## Instructions to follow:
Answer these questions from the friendship essay.
(a) In what grade did the writer start considering themself a fair-weather friend?
(b) During what period did the writer figure out they were a toxic friend?
(c) What activity does the writer say does not work for them no matter how hard they try?

## Source document:
BEGIN
I have always been surrounded by great friends who got my back no matter what I am facing. They have always shown their love and support for me not only in big matters but also in small ones.
I once read in an article by Rania Naim that support system comes in the form of great friends. I am a firm believer of that, but it makes me feel guilty. The thing is, I was not a great friend to the people who saw me as their friends. I took most of them for granted.
Here is the story.
I used to be what the internet pertains to as a toxic friend–the friend who is jealous about her friends’ successes; the friend who is too self-absorbed; the friend who is not trustworthy; the friend who lacks empathy; and most of all, the friend who feels entitled to her friends’ attention.
When I was in 7th grade to 12th grade, it never occurred to me that I was a toxic friend. I thought I was just a fair-weather friend–the kind who is only there for the good times but when the going gets tough, tends to vanish.
I started considering myself a fair-weather friend when I was in 10th grade. Although I was part of a great friend group, my presence was not always felt by them during their hard times. There were a lot of times that they needed shoulders to cry on, but I am always missing in the frame.
Frankly speaking, I thought that they were the problem for not understanding where I am coming from not realizing it was me all along.
I remember, there were a couple of times that I ditched them. Instead of trying to build my relationship with them, what I did was strain it more by doing the bare minimum to bridge it.
I already put on my mind how the word “sorry” should always come hand-in-hand with change, but when I was in 10th grade, that fact was something that holds no importance to me. Instead of change, I tend to accompany my apologies with effort. I would write letters and buy food for my friends hoping that by doing so, I will get their pity resulting for them to take me back in the group.
On days when I felt like they were the ones who did me wrong, what I did was fit myself in other friend groups to let my real friend group feel that I am fine without them.
After we parted ways because we decided to go to different schools for senior high school, that is when I realized how much they were understanding me despite my shortcomings in the friendship.
The reason they never made me feel like I was doing a horrible job in the friendship was the fact that they have accepted me already–they have accepted how childish I can get, and how emotional I can be.
Although being a fair-weather friend is bad, knowing that you are a toxic friend, in general, is way worse. I figured I was a toxic friend (not just a fair-weather friend) during the early months of quarantine.
The early months of quarantine led me to discover a lot of things about myself. Some of those discoveries were small like the fact that journaling does not work for me no matter how hard I try to while some of them are big like the fact that I was a toxic friend to those who consider me as their friend.
The negative traits that were evident when I was in 10th grade heightened when I became a senior high school student. I started becoming more jealous of my friends’ successes and more irritable of their down moments.
They may say otherwise because I tend to accompany them most of the time especially when they have their problems, but the thing is, sometimes I tend to not take their problems into heart and just say what I believe I should say given the situation.
I remember, there was this certain quote that went around the internet that said that the reason why we listen was to reply and not really to understand the situation. Frankly speaking, that quote hit me hard because it spoke volumes on how I am as a friend.
END
Natural-language object grounding data
BEGIN
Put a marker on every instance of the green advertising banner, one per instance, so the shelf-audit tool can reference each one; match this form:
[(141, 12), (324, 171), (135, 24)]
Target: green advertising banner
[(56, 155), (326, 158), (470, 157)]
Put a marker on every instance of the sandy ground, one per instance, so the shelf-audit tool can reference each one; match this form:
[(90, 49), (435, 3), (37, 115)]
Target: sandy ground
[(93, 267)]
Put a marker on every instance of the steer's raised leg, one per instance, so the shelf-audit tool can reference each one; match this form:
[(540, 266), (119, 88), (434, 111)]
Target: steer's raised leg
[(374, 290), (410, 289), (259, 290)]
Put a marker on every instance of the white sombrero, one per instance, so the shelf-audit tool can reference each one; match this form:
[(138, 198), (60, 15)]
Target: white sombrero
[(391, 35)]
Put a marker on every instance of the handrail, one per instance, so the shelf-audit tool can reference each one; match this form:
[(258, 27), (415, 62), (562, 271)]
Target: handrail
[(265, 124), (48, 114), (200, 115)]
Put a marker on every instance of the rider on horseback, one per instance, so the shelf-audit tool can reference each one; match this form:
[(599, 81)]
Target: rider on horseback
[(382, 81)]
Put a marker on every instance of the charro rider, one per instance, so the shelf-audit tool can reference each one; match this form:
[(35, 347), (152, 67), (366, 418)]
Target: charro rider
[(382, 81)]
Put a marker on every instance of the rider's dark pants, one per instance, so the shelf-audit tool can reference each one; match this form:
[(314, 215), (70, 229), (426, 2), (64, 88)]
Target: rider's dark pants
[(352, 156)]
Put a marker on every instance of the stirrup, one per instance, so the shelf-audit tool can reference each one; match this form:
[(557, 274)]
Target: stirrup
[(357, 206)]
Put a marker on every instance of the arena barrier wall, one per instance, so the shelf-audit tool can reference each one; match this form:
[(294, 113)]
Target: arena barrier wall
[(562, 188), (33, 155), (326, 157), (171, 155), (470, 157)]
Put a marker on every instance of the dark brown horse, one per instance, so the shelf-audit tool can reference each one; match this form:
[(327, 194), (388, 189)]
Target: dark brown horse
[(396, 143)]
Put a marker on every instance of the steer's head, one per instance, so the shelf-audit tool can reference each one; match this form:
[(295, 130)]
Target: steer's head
END
## Exercise solution:
(a) 10th grade
(b) The early months of quarantine
(c) Journaling